Your goal: Work through the listing below, copying each line that carries the word "sunglasses".

== Source records ==

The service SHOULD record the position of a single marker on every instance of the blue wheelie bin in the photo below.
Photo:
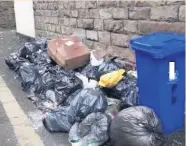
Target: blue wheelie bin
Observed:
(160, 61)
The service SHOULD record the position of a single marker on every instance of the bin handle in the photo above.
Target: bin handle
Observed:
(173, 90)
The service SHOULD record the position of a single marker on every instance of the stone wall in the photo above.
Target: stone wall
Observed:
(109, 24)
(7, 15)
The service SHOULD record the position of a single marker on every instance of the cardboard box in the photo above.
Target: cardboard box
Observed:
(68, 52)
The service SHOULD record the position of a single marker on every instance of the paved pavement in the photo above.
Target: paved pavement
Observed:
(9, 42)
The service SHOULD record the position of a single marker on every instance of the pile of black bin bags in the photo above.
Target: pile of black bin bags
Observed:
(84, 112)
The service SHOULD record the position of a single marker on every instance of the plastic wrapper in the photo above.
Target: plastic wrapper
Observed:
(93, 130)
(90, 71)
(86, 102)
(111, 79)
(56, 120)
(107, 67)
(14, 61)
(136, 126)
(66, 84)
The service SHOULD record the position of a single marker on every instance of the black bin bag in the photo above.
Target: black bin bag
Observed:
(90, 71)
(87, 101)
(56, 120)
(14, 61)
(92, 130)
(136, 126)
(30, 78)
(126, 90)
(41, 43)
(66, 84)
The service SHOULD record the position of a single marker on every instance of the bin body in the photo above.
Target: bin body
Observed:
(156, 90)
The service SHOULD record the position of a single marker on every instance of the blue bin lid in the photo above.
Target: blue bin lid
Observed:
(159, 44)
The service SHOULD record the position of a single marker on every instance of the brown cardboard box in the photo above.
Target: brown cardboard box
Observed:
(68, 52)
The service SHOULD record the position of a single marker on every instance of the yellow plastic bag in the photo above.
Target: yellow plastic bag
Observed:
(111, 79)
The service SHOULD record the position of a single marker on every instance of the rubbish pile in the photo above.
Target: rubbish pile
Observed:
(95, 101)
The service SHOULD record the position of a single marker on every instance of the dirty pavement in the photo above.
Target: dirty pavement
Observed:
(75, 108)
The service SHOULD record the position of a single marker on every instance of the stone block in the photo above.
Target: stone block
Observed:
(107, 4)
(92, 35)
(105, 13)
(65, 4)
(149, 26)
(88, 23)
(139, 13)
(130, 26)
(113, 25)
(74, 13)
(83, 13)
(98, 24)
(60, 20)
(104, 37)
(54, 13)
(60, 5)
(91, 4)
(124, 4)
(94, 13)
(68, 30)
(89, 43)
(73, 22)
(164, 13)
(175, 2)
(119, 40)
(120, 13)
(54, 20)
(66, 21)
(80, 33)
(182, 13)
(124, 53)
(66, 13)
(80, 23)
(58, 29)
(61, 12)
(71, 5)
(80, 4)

===
== Source records ==

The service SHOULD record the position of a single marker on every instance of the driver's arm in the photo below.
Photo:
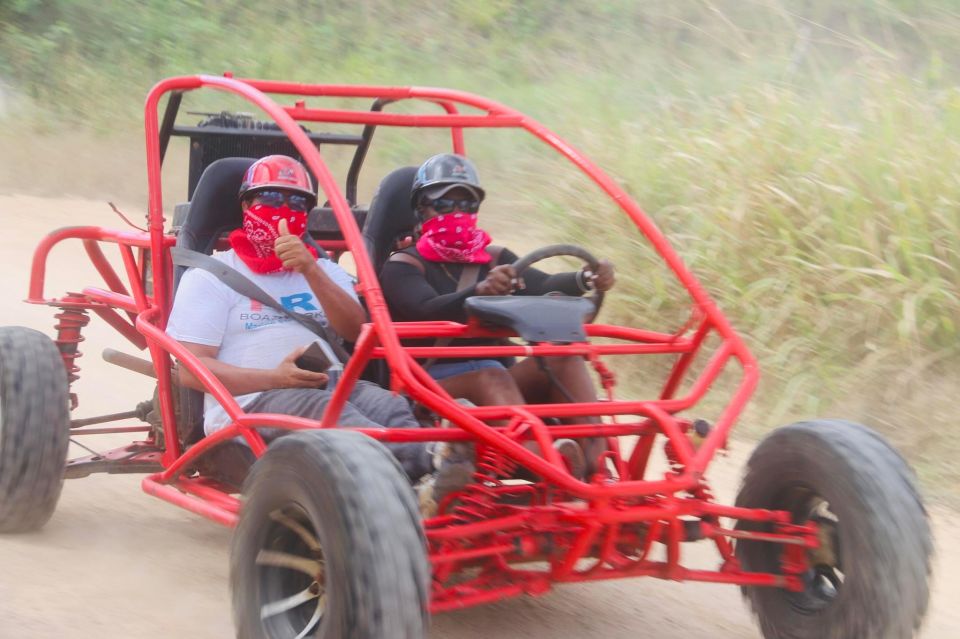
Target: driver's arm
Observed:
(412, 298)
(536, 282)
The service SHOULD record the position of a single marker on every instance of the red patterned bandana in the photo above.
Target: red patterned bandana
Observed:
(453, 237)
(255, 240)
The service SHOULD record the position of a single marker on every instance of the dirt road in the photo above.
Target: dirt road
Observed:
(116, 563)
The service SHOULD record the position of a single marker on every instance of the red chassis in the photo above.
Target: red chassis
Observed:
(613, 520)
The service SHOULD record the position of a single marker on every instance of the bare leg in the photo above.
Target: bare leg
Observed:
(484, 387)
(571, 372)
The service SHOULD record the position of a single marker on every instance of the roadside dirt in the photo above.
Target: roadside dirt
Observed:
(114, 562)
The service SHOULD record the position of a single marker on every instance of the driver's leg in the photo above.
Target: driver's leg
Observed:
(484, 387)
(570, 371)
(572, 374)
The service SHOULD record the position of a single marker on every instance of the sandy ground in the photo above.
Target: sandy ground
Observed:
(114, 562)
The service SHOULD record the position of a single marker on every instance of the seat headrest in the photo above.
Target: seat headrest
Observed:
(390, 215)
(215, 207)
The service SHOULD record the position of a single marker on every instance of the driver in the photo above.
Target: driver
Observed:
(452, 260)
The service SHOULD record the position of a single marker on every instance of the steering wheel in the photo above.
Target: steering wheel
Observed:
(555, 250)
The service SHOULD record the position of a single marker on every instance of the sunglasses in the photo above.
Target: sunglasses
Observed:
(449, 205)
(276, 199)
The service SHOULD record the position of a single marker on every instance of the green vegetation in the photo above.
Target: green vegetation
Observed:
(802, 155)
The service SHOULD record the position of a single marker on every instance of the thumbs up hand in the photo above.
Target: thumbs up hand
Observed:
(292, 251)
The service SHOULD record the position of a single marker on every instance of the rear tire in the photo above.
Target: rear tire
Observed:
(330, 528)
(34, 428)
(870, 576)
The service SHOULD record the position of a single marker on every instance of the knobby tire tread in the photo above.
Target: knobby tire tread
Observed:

===
== Source records ==

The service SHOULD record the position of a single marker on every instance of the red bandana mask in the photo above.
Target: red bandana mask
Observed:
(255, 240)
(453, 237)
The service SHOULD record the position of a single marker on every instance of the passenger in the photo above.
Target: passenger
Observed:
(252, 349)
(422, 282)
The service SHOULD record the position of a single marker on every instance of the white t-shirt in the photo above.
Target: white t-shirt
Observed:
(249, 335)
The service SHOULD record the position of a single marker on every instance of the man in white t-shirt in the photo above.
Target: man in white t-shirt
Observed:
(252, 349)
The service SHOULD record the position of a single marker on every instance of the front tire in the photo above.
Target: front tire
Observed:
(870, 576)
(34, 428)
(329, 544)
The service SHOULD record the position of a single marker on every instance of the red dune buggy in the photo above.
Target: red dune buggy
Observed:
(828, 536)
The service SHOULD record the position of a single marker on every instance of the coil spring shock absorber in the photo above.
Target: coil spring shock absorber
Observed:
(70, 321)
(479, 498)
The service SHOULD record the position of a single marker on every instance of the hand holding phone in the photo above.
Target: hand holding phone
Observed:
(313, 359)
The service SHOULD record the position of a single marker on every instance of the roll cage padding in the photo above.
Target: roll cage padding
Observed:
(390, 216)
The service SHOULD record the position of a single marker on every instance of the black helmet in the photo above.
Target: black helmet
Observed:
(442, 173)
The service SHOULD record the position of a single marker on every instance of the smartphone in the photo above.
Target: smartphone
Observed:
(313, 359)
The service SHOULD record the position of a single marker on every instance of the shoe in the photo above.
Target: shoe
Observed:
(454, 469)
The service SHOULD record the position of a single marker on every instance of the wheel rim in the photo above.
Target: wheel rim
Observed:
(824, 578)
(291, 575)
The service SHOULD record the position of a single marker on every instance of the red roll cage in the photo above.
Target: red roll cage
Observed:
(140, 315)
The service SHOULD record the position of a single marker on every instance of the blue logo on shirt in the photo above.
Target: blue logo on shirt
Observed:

===

Reply to the exercise:
The service SHOULD record the position of a single marker on every instance of the sunglasses in the photo above.
Target: sunglasses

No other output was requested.